◆ YOUR INSTRUCTIONS ◆
Below are the entries; return every line among them that holds the word "vegetation".

_ _ _

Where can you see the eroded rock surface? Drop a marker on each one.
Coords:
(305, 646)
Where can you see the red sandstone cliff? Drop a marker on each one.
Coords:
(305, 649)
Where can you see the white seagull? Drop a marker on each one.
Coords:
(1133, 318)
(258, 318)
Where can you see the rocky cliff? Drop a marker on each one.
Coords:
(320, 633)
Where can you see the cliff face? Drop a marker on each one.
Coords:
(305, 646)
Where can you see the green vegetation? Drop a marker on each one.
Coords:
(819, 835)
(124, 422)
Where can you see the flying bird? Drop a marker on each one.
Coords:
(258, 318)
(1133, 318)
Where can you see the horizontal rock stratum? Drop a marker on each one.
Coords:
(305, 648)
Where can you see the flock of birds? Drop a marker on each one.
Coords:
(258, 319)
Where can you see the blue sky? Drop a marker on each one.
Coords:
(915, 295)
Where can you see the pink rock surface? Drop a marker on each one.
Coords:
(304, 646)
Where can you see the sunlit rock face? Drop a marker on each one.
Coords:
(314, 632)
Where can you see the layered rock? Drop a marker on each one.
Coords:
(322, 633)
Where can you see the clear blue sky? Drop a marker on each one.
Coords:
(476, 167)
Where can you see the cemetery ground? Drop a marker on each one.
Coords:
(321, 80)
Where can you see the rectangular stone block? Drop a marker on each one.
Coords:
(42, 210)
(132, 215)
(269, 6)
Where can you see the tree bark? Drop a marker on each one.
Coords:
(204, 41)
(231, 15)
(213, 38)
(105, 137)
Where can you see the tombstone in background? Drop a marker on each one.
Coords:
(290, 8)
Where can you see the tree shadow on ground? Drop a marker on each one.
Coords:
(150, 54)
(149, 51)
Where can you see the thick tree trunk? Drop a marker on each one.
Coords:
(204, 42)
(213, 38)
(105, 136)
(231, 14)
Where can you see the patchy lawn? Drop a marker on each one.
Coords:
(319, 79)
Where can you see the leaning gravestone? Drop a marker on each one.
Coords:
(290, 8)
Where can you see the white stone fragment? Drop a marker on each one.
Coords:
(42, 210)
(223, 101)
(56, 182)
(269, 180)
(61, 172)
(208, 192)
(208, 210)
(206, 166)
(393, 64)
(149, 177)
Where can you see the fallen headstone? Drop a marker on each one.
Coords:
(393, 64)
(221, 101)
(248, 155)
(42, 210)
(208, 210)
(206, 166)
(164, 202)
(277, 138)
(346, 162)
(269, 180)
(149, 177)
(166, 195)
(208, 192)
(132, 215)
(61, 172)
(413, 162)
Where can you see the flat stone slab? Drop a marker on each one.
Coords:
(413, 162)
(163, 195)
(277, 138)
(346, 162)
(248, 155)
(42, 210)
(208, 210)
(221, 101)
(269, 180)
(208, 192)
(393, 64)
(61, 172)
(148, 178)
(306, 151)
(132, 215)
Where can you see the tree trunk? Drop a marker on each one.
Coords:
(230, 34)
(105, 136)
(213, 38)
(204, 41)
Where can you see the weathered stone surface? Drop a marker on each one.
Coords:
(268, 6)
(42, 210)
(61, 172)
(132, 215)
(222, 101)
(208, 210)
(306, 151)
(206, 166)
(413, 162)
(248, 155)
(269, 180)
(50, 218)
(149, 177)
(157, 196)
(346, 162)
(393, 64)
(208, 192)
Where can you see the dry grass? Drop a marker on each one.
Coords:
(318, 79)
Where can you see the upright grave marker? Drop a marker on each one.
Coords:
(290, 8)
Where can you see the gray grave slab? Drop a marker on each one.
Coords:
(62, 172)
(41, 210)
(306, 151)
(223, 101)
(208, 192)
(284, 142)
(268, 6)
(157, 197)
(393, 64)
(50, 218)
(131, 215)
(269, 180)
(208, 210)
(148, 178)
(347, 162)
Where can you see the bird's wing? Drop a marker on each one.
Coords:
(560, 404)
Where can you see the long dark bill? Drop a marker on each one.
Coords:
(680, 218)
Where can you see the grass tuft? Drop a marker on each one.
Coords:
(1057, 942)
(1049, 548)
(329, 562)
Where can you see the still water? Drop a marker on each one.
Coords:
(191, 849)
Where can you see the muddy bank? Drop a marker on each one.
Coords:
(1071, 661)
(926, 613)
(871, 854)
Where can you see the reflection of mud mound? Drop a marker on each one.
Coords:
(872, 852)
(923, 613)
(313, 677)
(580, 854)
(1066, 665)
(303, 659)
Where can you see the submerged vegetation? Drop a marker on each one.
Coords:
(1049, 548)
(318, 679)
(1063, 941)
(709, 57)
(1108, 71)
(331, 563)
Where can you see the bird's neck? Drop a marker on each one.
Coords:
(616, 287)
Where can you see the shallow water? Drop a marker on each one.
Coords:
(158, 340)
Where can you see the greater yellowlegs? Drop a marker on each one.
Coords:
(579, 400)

_ _ _

◆ EXERCISE RESPONSE ◆
Where can you see the green vegetation? Drop a marker on each one.
Where can you see the submerged vegetation? Drop a marker on each one.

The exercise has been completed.